読解用抜粋 -
「映画にも企画物というジャンルがあるならそれの最高傑作」カメラを止めるな! 野川新栄さんの映画レビュー(感想・評価)
映画にも企画物というジャンルがあるならそれの最高傑作
映画館では2018年10月5日地元のイオンシネマで鑑賞
インディーズ作品だが異例の大ヒット
世界的な賞を獲得した邦画だと注目が集まり普段はあまり映画館に足を運ばない老若男女がやって来て満員になるがその日はそれに準ずる大盛況ぶりだった
およそ37分のワンカットホラーTVドラマの舞台裏を描いた作品
大学の映画研究会の方がもっとマシな作品が作れるはずだがその30分あまりの「作品」は生中継という設定がミソ
生だからこそ起きるドタバタを楽しむコメディー映画
ゾンビ専門のゾンビチャンネル開局記念に因んだ企画を引き受けることになった監督の悲喜交々
曲者揃いで打ち合わせから前途多難で放送直前にも関わらず大きなトラブルが起きるところがリアルで面白い
「作品」がB級どころかC級なのが良い
A級の舞台裏なら平凡なDVD特典じゃないか
当時は知らない映画監督に誰1人知らないキャスト陣
このての映画を口コミのみで映画館にて観るのは初めて
しかもあまりにも馬鹿馬鹿しくて苦手なジャンルでもあるホラー映画
それでもわりとホラー映画は観るんだけどね
口コミとかネット世論とかわりと見下していて自分はどちらかというと少数派だと自覚しているのであまり期待していなかったが逆にそれが良かった
低評価のレビュアーは常に多数派側だと思い込んでいて世間一般の高評価を信じて期待しすぎてしまった哀れな被害者なのかもしれない
そういう人に限ってなんでこんなに評価が高いのか理解できない!と怒り心頭で正直笑える
反面教師にしたい
比較的無名な俳優のみで撮影した作品だがこの内容だとそれがかえって良かった
メジャー系の他の作品で『カメラを止めるな』に出演していた役者が登場するとなんかとても嬉しい
「作品」のあと40分くらいで出演者の顔と名前がカッコよく紹介するサービスはありがたい
うざすぎるほど芝居づくりに熱い娘役の真魚が特に良かった
クレーン代わりの人間ピラミッドには感動すらした
エンドロールは本当の舞台裏?

提示データ -
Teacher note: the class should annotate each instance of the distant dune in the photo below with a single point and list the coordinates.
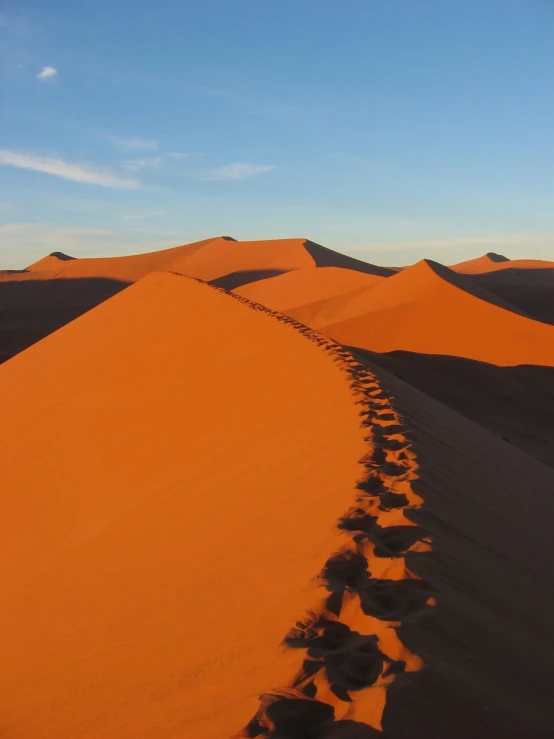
(263, 490)
(427, 309)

設問と課題 -
(1) 映画レビューの内容について、次の問いに答えてください。
(a) 筆者が映画館で鑑賞した日付と場所はどこですか。
(b) 監督が引き受けた企画は、何の記念に因んだものですか。
(c) 筆者が特に良かったと述べている役は誰ですか。
(2) 映画レビューのうち「口コミとかネット世論とか」で始まる段落を、主な事実を残したまま、より短く書き直してください。
(3) 映画レビューの筆者は、低評価のレビュアーを「哀れな被害者なのかもしれない」と述べています。その理由として本文に書かれていることを、一文から三文で説明してください。

設問の解答 -
(1)
(a) 2018年10月5日、地元のイオンシネマです。
(b) ゾンビ専門のゾンビチャンネルの開局記念です。
(c) うざすぎるほど芝居づくりに熱い娘役の真魚です。

(2) 筆者は口コミやネット世論を見下し、自分を少数派だと自覚しているため、あまり期待していなかったが、かえってそれが良かった。

(3) 低評価のレビュアーは、自分が常に多数派側だと思い込んでいるためです。そのため世間一般の高評価を信じ、期待しすぎてしまったと筆者は述べています。